§ **DOCUMENT SEGMENT**:
******

# Back to court... 3rd time's a charm...



## chadk (Nov 19, 2010)

Started with the twins over a year ago. Had them since birth. Fully adopted when they turned 2.

Then this summer we adopted the teen girls.

Now we have the biological brother of the twin sisters. 

I think we are done adopting for a while. With our original 3 biological boys, then 5 adopted kids, our house is officially beyond full....  


Here we are today celebrating national adoption day, as we officially adopted our new son, at the snohomish court house.


----------



## Marty333 (Nov 19, 2010)

Congratulations what a nice big happy family!!!!!!!!!!!


----------



## Balboa (Nov 19, 2010)

WOW
I can't handle the 4 I have, you are amazing.


----------



## Angi (Nov 19, 2010)

What a beautiful family you have! I have a ballfield and facebook friend that has 3 babies she has adopted or is in the process of adopting. It is stressful for her worrying about if the mothers are going to try to get custody of her babies, They didn't want them but sometime change there minds. I admire people that give kids a second chance at a family when the one they were born to didn't work. I also admire mothers that give unwanted children up so they can have a better life.

******

Saved data entries
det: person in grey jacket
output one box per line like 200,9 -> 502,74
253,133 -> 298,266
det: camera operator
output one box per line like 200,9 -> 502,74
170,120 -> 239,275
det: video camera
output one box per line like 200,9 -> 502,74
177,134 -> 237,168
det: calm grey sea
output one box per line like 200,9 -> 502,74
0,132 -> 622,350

******

§ **ASSIGNED TASK 1**: Set down the passage of the adoption thread from "Now we have" up to and including "officially beyond full....".
§ **ASSIGNED TASK 2**: Decide whether each statement agrees with the adoption thread, answering yes or no and quoting the words that settle it: (a) The twins were fully adopted when they turned 2. (b) The new son was adopted at the Snohomish court house. (c) Balboa has five children.
§ **ASSIGNED TASK 3**: Write what comes next in the adoption thread, starting after its last sentence.
The records can be left aside, since nothing here depends on them.

§ **RESULT 1**:
Now we have the biological brother of the twin sisters. 

I think we are done adopting for a while. With our original 3 biological boys, then 5 adopted kids, our house is officially beyond full....

§ **RESULT 2**:
(a) Yes: "Fully adopted when they turned 2."
(b) Yes: "as we officially adopted our new son, at the snohomish court house."
(c) No: "I can't handle the 4 I have"

§ **RESULT 3**:
----------



## Torty Mom (Nov 19, 2010)

Congrats!! You have an beautiful and wonderful family! How truly, truly amazing you and your wife are!


----------



## onarock (Nov 19, 2010)

What do you say about this story. I cant find the words.........still cant.


----------



## jensgotfaith (Nov 19, 2010)

I can only think of one word to describe your family....BLESSED! What a blessing you are to all of your children. You inspire me.


----------



## harris (Nov 20, 2010)

Jen hit it on the nose. YOU are the reason for THEIR Season. Which is every beautiful day, rain or sunshine.


----------



## Terry Allan Hall (Nov 20, 2010)

chadk said:


> Started with the twins over a year ago. Had them since birth. Fully adopted when they turned 2.
> 
> Then this summer we adopted the teen girls.
> 
> ...



A fine looking family!


----------



## Nay (Nov 20, 2010)

Chad, I do applaud you and your wife for having(making) the time and energy to take all these beautiful children and make their lives have something more than where they were probably headed. I have a wonderful husband and we waited a long time to have a child, just to make sure we could handle the stress a kid is in all the ways, and also, because I was worried,(Dad dying when I was 14 and left mom with 4 kids youngest was 2) makes you a little gun shy of what she went through.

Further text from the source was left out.